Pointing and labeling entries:
=-=-=

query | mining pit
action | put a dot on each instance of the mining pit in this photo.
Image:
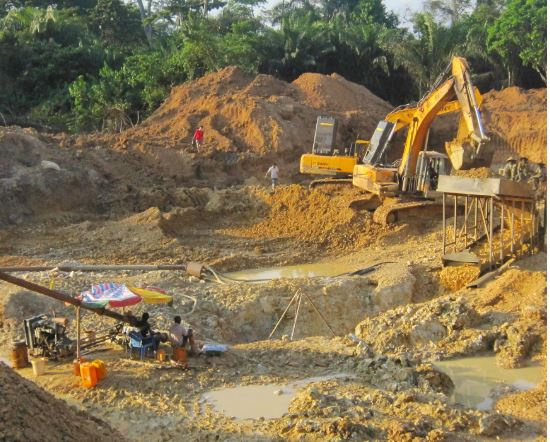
(375, 356)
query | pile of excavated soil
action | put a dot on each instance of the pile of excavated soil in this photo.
(320, 216)
(259, 114)
(507, 316)
(29, 413)
(480, 172)
(335, 93)
(37, 178)
(515, 120)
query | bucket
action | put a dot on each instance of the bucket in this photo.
(161, 355)
(38, 366)
(100, 368)
(88, 375)
(180, 355)
(76, 366)
(19, 355)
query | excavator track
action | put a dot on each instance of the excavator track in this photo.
(388, 213)
(327, 181)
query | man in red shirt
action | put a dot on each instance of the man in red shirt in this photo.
(197, 138)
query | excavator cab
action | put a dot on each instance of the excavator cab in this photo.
(327, 159)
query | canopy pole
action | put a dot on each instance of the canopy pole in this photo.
(78, 333)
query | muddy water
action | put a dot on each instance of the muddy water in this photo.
(255, 401)
(328, 269)
(475, 379)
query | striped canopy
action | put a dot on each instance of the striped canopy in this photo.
(120, 295)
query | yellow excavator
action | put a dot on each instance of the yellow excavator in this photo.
(411, 183)
(328, 161)
(336, 166)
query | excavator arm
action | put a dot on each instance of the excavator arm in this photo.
(467, 149)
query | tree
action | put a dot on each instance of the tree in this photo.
(518, 36)
(425, 53)
(116, 22)
(447, 10)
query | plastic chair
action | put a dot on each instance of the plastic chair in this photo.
(139, 342)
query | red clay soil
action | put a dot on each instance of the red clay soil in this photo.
(516, 120)
(28, 413)
(257, 114)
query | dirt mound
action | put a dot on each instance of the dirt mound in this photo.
(334, 92)
(29, 413)
(320, 216)
(516, 122)
(257, 114)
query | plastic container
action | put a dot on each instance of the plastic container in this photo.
(76, 366)
(101, 369)
(19, 355)
(161, 355)
(88, 374)
(180, 355)
(38, 366)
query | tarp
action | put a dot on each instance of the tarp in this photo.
(120, 295)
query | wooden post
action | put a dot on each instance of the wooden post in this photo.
(296, 317)
(454, 224)
(444, 222)
(476, 198)
(283, 315)
(502, 230)
(78, 333)
(512, 242)
(491, 233)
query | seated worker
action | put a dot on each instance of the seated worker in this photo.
(522, 170)
(509, 171)
(143, 325)
(179, 336)
(145, 330)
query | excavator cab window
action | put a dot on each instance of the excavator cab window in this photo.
(325, 135)
(379, 143)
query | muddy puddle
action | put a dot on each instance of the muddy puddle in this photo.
(328, 269)
(477, 378)
(269, 401)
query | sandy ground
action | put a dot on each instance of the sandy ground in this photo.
(404, 316)
(144, 196)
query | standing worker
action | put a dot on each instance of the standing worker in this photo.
(197, 138)
(274, 171)
(522, 170)
(509, 171)
(180, 336)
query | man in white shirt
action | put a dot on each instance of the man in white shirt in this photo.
(179, 336)
(274, 171)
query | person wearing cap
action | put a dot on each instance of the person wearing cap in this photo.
(198, 138)
(509, 171)
(179, 336)
(522, 170)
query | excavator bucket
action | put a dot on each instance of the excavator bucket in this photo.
(465, 156)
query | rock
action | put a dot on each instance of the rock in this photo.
(395, 286)
(495, 424)
(50, 165)
(428, 331)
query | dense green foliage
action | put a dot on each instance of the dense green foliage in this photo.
(107, 64)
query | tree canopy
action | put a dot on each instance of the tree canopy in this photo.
(107, 64)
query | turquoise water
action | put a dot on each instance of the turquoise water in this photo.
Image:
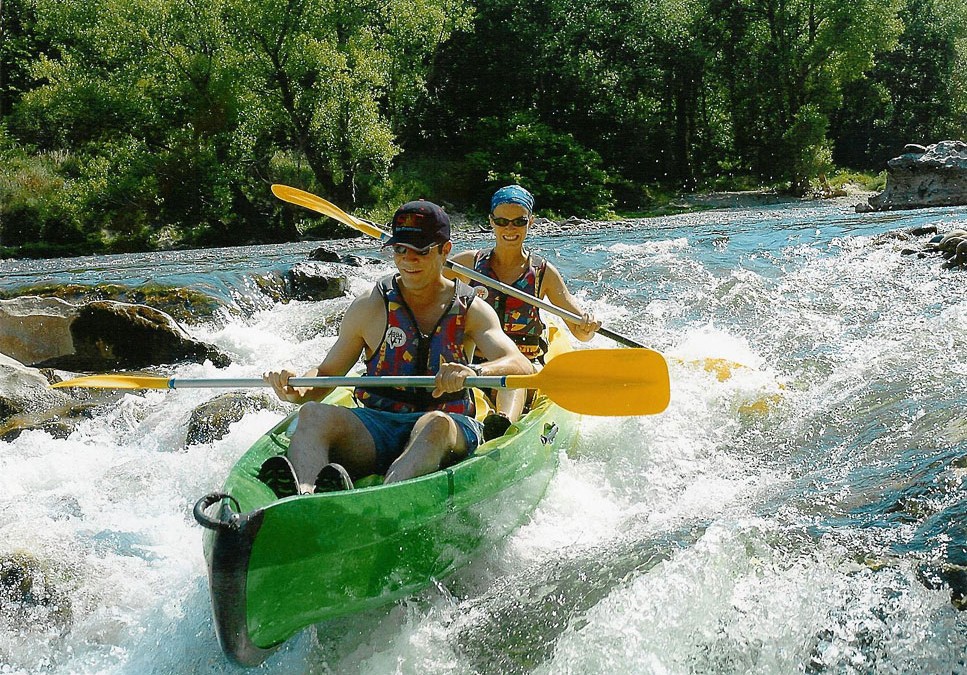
(798, 516)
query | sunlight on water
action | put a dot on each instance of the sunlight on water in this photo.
(777, 518)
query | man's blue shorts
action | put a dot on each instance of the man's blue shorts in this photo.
(391, 431)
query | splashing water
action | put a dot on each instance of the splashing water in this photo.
(785, 518)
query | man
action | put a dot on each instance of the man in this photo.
(416, 322)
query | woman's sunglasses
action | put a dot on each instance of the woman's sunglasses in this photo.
(516, 222)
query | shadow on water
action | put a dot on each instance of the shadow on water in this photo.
(515, 625)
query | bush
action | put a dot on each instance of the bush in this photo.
(565, 177)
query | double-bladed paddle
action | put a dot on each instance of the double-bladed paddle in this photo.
(320, 205)
(607, 382)
(721, 367)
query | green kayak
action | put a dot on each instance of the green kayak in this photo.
(277, 566)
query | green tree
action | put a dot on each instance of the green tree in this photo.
(784, 64)
(916, 93)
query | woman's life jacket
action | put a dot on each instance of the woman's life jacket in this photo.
(520, 320)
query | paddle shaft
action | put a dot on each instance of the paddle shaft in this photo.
(424, 381)
(316, 203)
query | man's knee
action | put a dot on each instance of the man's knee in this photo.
(322, 418)
(436, 423)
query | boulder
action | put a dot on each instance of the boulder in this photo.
(28, 403)
(34, 329)
(316, 281)
(25, 390)
(210, 421)
(30, 597)
(101, 335)
(324, 254)
(184, 304)
(924, 177)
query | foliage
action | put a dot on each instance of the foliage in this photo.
(565, 177)
(142, 123)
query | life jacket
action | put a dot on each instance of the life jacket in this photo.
(405, 351)
(521, 320)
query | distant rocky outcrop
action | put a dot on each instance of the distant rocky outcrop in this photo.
(101, 335)
(27, 402)
(923, 177)
(316, 281)
(211, 420)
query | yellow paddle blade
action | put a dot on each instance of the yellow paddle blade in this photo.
(320, 205)
(114, 382)
(608, 382)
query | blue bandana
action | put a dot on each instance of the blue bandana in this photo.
(512, 194)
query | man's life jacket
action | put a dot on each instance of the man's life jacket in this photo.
(520, 320)
(405, 351)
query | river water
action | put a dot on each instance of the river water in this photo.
(798, 516)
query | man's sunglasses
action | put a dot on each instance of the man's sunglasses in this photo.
(516, 222)
(399, 249)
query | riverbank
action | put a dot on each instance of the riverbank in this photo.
(848, 194)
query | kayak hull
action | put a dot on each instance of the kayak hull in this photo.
(278, 566)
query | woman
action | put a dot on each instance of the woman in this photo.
(511, 215)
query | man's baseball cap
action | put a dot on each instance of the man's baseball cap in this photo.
(419, 225)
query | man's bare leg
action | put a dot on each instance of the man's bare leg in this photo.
(328, 433)
(435, 437)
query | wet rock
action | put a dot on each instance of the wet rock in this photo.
(323, 254)
(184, 304)
(24, 390)
(933, 176)
(937, 575)
(29, 598)
(98, 335)
(316, 281)
(111, 335)
(272, 285)
(34, 329)
(28, 403)
(210, 421)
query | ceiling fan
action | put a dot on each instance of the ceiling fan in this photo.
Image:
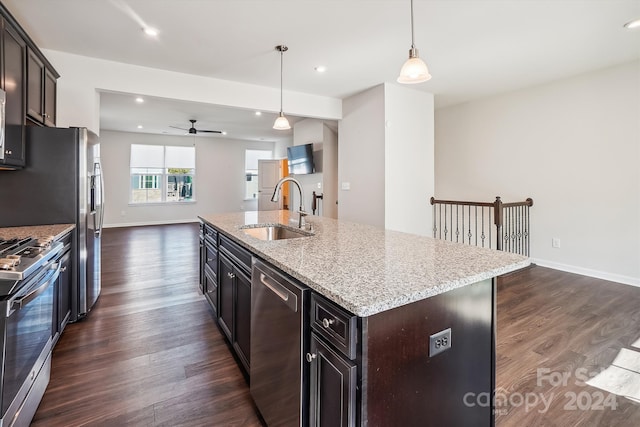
(193, 131)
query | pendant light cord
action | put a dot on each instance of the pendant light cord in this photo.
(412, 33)
(281, 56)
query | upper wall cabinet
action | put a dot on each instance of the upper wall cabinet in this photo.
(41, 91)
(29, 82)
(12, 70)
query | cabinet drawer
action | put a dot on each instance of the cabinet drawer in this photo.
(211, 257)
(210, 234)
(211, 289)
(335, 324)
(239, 255)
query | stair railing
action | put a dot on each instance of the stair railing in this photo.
(474, 223)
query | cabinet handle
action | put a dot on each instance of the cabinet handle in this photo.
(327, 322)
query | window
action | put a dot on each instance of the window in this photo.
(251, 158)
(162, 174)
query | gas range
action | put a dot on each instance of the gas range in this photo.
(20, 258)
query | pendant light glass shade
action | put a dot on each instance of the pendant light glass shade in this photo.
(414, 69)
(281, 122)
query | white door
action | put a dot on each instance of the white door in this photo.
(268, 177)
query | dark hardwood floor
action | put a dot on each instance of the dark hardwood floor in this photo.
(149, 354)
(557, 332)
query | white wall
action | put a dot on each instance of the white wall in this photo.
(573, 146)
(386, 144)
(305, 132)
(328, 206)
(219, 183)
(361, 151)
(409, 157)
(78, 101)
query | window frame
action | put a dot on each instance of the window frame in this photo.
(160, 178)
(249, 176)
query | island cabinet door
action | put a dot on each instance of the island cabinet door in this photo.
(333, 387)
(225, 298)
(242, 324)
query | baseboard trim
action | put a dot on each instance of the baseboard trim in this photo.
(618, 278)
(143, 223)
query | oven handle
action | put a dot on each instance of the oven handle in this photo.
(20, 303)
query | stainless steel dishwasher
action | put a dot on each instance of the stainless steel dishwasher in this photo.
(279, 341)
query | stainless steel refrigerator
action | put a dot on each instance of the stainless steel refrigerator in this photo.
(61, 183)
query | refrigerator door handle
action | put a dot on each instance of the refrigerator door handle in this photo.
(99, 231)
(98, 216)
(92, 195)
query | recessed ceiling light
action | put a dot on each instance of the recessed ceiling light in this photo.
(632, 24)
(150, 31)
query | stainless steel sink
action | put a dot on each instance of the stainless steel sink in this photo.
(274, 232)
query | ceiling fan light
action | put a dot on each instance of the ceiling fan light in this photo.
(281, 122)
(414, 69)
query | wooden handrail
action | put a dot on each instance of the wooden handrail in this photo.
(499, 209)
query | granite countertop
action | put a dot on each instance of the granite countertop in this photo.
(38, 231)
(366, 269)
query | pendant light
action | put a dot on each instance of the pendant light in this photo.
(281, 122)
(414, 70)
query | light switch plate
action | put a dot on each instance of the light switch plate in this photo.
(439, 342)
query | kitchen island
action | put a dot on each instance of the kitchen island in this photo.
(402, 326)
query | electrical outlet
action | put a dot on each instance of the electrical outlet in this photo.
(439, 342)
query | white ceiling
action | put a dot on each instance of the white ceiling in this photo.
(473, 48)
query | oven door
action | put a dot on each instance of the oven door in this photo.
(28, 326)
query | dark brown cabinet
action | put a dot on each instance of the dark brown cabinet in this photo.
(201, 262)
(13, 83)
(242, 338)
(225, 298)
(41, 91)
(333, 386)
(210, 286)
(234, 309)
(29, 82)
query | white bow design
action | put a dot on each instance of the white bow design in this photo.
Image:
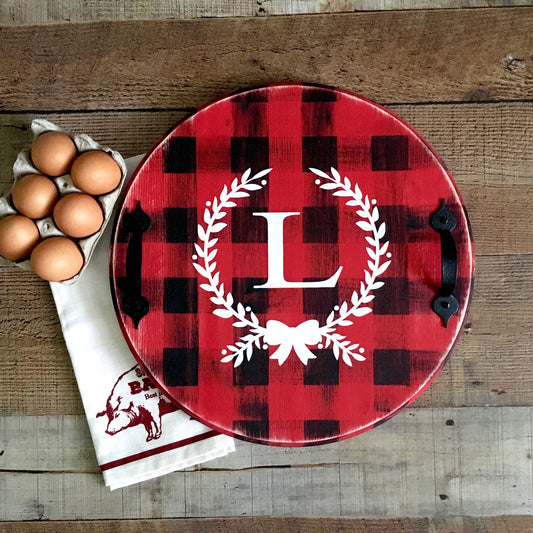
(299, 337)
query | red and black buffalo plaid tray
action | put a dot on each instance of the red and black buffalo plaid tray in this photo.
(292, 264)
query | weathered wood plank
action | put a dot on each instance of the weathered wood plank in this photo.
(20, 12)
(444, 524)
(125, 65)
(423, 462)
(487, 147)
(490, 366)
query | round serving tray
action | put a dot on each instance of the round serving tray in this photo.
(292, 264)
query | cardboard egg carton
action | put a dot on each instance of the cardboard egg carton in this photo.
(47, 228)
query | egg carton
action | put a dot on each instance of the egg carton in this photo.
(47, 228)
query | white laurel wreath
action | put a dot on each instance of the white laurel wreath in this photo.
(245, 317)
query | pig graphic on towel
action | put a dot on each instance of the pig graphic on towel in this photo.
(135, 400)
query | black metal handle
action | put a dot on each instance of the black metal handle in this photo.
(134, 304)
(446, 304)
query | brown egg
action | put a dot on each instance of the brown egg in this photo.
(95, 172)
(56, 259)
(78, 215)
(53, 153)
(18, 236)
(34, 196)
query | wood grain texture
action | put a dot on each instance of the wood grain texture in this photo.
(24, 12)
(390, 56)
(423, 462)
(489, 150)
(487, 147)
(444, 524)
(490, 366)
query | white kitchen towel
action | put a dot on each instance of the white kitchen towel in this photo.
(137, 433)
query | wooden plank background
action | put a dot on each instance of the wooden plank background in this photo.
(461, 458)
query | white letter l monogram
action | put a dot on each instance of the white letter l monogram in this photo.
(276, 278)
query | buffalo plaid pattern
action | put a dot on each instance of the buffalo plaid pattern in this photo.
(291, 128)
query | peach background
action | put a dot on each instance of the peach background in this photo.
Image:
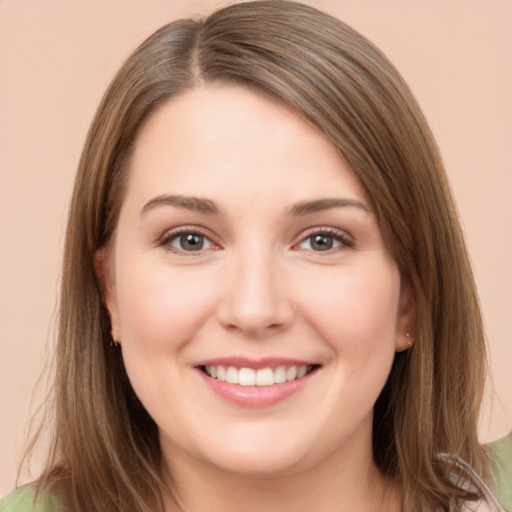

=-=-=

Directive:
Looking at the records above, extract only the lines from the one with "query | brown egg" through the last line, exactly, with the pictures left out.

Task solution:
query | brown egg
action | put a dot on each instance of the brown egg in this photo.
(95, 172)
(56, 259)
(78, 215)
(53, 153)
(18, 236)
(34, 196)
query | wood grain texture
action | put a dot on each instance of the wood grain texture in this photo.
(24, 12)
(390, 56)
(423, 462)
(489, 150)
(487, 147)
(444, 524)
(490, 366)
query | white kitchen towel
action | put a dot on each instance of the white kitchen towel in this photo.
(137, 433)
query | wooden plank background
action | put a dot on each instance of the wooden plank background in this photo.
(461, 458)
query | white letter l monogram
action | put a dot on each instance of the white letter l monogram in this photo.
(276, 278)
query | buffalo plaid pattern
action | put a dot on each instance of the buffalo plaid pattern in this photo.
(291, 128)
query | peach background
action | put a dot on each instance of the peach background in this photo.
Image:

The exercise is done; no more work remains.